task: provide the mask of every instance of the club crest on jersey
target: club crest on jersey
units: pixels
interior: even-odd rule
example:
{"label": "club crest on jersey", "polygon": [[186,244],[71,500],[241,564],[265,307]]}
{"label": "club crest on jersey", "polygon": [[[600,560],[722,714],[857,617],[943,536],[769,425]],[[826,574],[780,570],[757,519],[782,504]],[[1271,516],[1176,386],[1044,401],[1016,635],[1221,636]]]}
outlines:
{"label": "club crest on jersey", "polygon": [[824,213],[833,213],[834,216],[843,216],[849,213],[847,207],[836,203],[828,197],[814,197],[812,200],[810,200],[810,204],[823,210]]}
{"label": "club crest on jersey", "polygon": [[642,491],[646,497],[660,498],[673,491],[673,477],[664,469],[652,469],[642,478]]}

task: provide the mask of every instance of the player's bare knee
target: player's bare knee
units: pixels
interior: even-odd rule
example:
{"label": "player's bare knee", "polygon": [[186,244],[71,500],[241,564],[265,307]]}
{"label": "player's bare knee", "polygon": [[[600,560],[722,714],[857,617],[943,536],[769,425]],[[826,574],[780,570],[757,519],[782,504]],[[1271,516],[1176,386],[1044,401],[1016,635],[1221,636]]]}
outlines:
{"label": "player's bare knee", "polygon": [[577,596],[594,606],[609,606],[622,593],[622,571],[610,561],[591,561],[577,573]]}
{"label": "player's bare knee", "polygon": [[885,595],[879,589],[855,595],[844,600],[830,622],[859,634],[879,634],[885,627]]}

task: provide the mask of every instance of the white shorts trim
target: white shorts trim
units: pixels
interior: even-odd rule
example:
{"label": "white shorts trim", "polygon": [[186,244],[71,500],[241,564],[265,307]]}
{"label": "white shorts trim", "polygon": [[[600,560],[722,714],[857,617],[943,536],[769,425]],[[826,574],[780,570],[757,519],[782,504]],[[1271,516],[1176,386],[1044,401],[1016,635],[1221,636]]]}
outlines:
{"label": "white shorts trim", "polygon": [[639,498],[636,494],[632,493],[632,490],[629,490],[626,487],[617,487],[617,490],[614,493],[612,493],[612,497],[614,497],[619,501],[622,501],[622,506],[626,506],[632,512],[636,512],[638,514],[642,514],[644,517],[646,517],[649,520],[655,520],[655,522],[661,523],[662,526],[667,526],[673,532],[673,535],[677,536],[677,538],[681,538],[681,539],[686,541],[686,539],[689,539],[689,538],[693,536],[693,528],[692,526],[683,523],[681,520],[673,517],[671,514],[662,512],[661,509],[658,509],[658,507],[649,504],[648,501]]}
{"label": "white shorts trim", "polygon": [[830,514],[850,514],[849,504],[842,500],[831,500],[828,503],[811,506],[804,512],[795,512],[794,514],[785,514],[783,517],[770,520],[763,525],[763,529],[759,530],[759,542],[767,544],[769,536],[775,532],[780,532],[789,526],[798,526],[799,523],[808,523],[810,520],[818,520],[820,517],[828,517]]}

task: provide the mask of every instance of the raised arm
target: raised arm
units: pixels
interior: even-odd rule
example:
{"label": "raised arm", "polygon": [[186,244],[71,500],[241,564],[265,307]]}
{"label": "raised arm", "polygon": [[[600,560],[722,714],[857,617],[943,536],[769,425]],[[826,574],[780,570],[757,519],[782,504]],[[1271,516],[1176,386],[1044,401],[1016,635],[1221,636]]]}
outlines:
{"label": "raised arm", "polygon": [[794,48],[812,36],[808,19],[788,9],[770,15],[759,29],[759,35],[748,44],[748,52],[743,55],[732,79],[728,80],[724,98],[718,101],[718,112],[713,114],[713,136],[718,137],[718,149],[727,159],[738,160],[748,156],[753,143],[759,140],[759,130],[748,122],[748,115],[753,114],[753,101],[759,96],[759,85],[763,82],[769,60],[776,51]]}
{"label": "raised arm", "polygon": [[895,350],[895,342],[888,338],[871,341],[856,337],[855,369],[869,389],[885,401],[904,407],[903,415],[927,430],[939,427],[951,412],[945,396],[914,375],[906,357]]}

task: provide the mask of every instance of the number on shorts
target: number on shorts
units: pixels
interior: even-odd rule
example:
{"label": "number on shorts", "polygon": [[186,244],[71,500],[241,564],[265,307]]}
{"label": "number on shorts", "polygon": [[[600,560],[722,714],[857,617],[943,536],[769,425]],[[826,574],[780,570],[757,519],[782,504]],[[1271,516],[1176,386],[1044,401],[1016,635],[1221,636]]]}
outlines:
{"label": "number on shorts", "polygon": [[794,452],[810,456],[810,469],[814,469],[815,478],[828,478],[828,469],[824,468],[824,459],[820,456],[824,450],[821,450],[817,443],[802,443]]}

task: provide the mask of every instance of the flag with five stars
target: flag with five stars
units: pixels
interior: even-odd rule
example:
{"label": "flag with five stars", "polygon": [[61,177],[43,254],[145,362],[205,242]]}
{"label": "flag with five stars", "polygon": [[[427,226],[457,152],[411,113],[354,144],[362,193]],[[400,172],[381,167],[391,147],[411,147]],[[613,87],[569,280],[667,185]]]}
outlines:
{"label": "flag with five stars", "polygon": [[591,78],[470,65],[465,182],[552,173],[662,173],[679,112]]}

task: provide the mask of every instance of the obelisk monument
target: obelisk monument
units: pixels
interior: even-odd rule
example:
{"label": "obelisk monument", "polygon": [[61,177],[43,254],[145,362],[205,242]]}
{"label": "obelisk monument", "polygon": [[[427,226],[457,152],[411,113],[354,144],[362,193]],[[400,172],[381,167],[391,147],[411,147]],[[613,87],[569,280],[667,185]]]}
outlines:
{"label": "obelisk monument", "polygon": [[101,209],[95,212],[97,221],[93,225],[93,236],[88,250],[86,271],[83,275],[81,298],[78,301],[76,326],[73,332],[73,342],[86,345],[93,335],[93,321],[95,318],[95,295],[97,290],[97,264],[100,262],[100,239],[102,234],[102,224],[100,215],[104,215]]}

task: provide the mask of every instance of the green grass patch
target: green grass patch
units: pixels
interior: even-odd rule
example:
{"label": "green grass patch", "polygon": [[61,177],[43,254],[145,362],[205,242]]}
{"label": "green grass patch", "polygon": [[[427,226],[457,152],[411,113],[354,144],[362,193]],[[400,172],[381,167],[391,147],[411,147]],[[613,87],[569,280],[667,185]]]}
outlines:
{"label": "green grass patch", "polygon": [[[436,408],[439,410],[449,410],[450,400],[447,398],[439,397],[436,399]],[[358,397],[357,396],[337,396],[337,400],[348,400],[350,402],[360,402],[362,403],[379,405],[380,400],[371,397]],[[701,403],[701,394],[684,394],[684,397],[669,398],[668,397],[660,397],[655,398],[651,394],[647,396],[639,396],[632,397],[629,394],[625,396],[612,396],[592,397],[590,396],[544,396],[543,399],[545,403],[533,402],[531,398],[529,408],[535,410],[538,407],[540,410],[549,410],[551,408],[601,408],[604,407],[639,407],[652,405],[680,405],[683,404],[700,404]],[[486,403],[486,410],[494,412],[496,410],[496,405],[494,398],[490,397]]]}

|---|

Quote every record above exactly.

_Output for this task:_
task: provide the mask of every instance of the club crest on jersey
target: club crest on jersey
units: pixels
interior: even-odd rule
example:
{"label": "club crest on jersey", "polygon": [[186,244],[71,500],[241,564],[265,307]]}
{"label": "club crest on jersey", "polygon": [[[600,560],[722,714],[857,617],[943,536],[769,425]],[[826,574],[780,570],[757,519],[782,504]],[[1271,516],[1176,386],[1044,401],[1016,635],[1221,636]]]}
outlines:
{"label": "club crest on jersey", "polygon": [[824,213],[833,213],[834,216],[843,216],[849,213],[847,207],[836,203],[828,197],[814,197],[812,200],[810,200],[810,204],[823,210]]}
{"label": "club crest on jersey", "polygon": [[642,491],[646,497],[660,498],[673,491],[673,477],[664,469],[652,469],[642,478]]}

task: provide the mask of every instance of the player's bare knee
target: player's bare knee
units: pixels
interior: even-odd rule
example:
{"label": "player's bare knee", "polygon": [[186,244],[71,500],[241,564],[265,307]]}
{"label": "player's bare knee", "polygon": [[[600,560],[722,714],[857,617],[943,536],[769,425]],[[826,574],[780,570],[757,519],[782,504]],[[1271,516],[1176,386],[1044,401],[1016,635],[1221,636]]]}
outlines:
{"label": "player's bare knee", "polygon": [[577,596],[594,606],[609,606],[622,593],[622,571],[610,561],[591,561],[577,573]]}
{"label": "player's bare knee", "polygon": [[885,595],[879,589],[855,595],[844,600],[830,622],[859,634],[879,634],[885,627]]}

task: provide the mask of every instance of the white shorts trim
target: white shorts trim
units: pixels
interior: even-odd rule
example:
{"label": "white shorts trim", "polygon": [[186,244],[71,500],[241,564],[265,307]]}
{"label": "white shorts trim", "polygon": [[[600,560],[722,714],[857,617],[943,536],[769,425]],[[826,574],[780,570],[757,519],[782,504]],[[1271,516],[1176,386],[1044,401],[1016,635],[1221,636]]]}
outlines:
{"label": "white shorts trim", "polygon": [[639,498],[636,494],[632,493],[632,490],[629,490],[626,487],[617,487],[617,490],[614,493],[612,493],[612,497],[614,497],[619,501],[622,501],[622,506],[626,506],[632,512],[636,512],[638,514],[642,514],[644,517],[646,517],[649,520],[655,520],[655,522],[661,523],[662,526],[667,526],[673,532],[673,535],[677,536],[677,538],[681,538],[681,539],[686,541],[686,539],[689,539],[689,538],[693,536],[693,528],[692,526],[683,523],[681,520],[673,517],[671,514],[662,512],[661,509],[658,509],[658,507],[649,504],[648,501]]}
{"label": "white shorts trim", "polygon": [[830,514],[850,514],[849,504],[842,500],[831,500],[828,503],[811,506],[804,512],[795,512],[794,514],[785,514],[783,517],[770,520],[763,525],[763,529],[759,530],[759,542],[767,544],[769,536],[775,532],[780,532],[789,526],[798,526],[799,523],[808,523],[810,520],[818,520],[820,517],[828,517]]}

task: provide the mask of every instance of the raised arm
target: raised arm
units: pixels
interior: even-odd rule
example:
{"label": "raised arm", "polygon": [[186,244],[71,500],[241,564],[265,307]]}
{"label": "raised arm", "polygon": [[[600,560],[722,714],[857,617],[943,536],[769,425]],[[826,574],[780,570],[757,519],[782,504]],[[1271,516],[1176,386],[1044,401],[1016,635],[1221,636]]]}
outlines:
{"label": "raised arm", "polygon": [[794,48],[812,36],[808,19],[788,9],[770,15],[759,29],[759,35],[748,44],[748,52],[743,55],[732,79],[728,80],[724,98],[718,101],[718,112],[713,114],[713,136],[718,137],[718,149],[727,159],[738,160],[748,156],[753,143],[759,140],[759,130],[748,122],[748,115],[753,114],[753,101],[759,96],[759,85],[763,82],[769,60],[776,51]]}
{"label": "raised arm", "polygon": [[895,350],[895,342],[888,338],[871,341],[856,337],[855,369],[869,389],[885,401],[904,407],[903,415],[927,430],[939,427],[951,412],[945,396],[914,375],[906,357]]}

task: provide the mask of every instance of the number on shorts
target: number on shorts
units: pixels
interior: even-odd rule
example:
{"label": "number on shorts", "polygon": [[186,244],[71,500],[241,564],[265,307]]}
{"label": "number on shorts", "polygon": [[[600,560],[722,714],[857,617],[943,536],[769,425]],[[826,574],[780,570],[757,519],[782,504]],[[1271,516],[1176,386],[1044,401],[1016,635],[1221,636]]]}
outlines:
{"label": "number on shorts", "polygon": [[794,452],[810,456],[810,469],[814,469],[815,478],[828,478],[828,469],[824,468],[824,459],[820,456],[824,450],[821,450],[817,443],[802,443]]}

task: provide the mask of every instance of the flag with five stars
target: flag with five stars
units: pixels
interior: even-odd rule
example:
{"label": "flag with five stars", "polygon": [[61,177],[43,254],[145,362],[205,242]]}
{"label": "flag with five stars", "polygon": [[[427,226],[457,152],[411,113],[354,144],[362,193]],[[400,172],[381,167],[391,147],[411,147]],[[613,87],[569,280],[667,185]]]}
outlines:
{"label": "flag with five stars", "polygon": [[591,78],[470,65],[465,182],[552,173],[662,173],[679,112]]}

task: provide the mask of every instance of the obelisk monument
target: obelisk monument
units: pixels
interior: even-odd rule
example:
{"label": "obelisk monument", "polygon": [[61,177],[43,254],[145,362],[205,242]]}
{"label": "obelisk monument", "polygon": [[[427,226],[457,152],[411,113],[354,144],[362,193]],[[400,172],[381,167],[391,147],[411,147]],[[613,87],[569,280],[667,185]]]}
outlines:
{"label": "obelisk monument", "polygon": [[101,209],[95,212],[97,221],[93,225],[93,236],[88,250],[86,271],[83,275],[81,298],[78,301],[76,326],[73,332],[73,342],[86,345],[93,335],[93,321],[95,318],[95,295],[97,290],[97,264],[100,262],[100,239],[102,234],[102,224],[100,215],[104,215]]}

task: provide the mask of every instance of the green grass patch
target: green grass patch
units: pixels
interior: even-odd rule
example:
{"label": "green grass patch", "polygon": [[61,177],[43,254],[145,362],[205,242]]}
{"label": "green grass patch", "polygon": [[[427,226],[457,152],[411,113],[354,144],[362,193]],[[400,172],[381,167],[391,147],[411,147]],[[613,87],[569,280],[667,185]]]}
outlines:
{"label": "green grass patch", "polygon": [[[436,408],[439,410],[449,410],[450,400],[447,398],[439,397],[436,399]],[[358,397],[357,396],[337,396],[337,400],[348,400],[350,402],[360,402],[362,403],[379,405],[380,400],[371,397]],[[701,403],[701,394],[684,394],[684,397],[669,398],[668,397],[660,397],[655,398],[651,394],[647,396],[639,396],[632,397],[629,394],[625,396],[612,396],[592,397],[590,396],[544,396],[543,399],[545,403],[533,402],[531,398],[529,408],[535,410],[538,407],[540,410],[549,410],[551,408],[601,408],[604,407],[639,407],[652,405],[680,405],[683,404],[700,404]],[[486,403],[486,410],[494,412],[496,410],[496,405],[494,398],[490,397]]]}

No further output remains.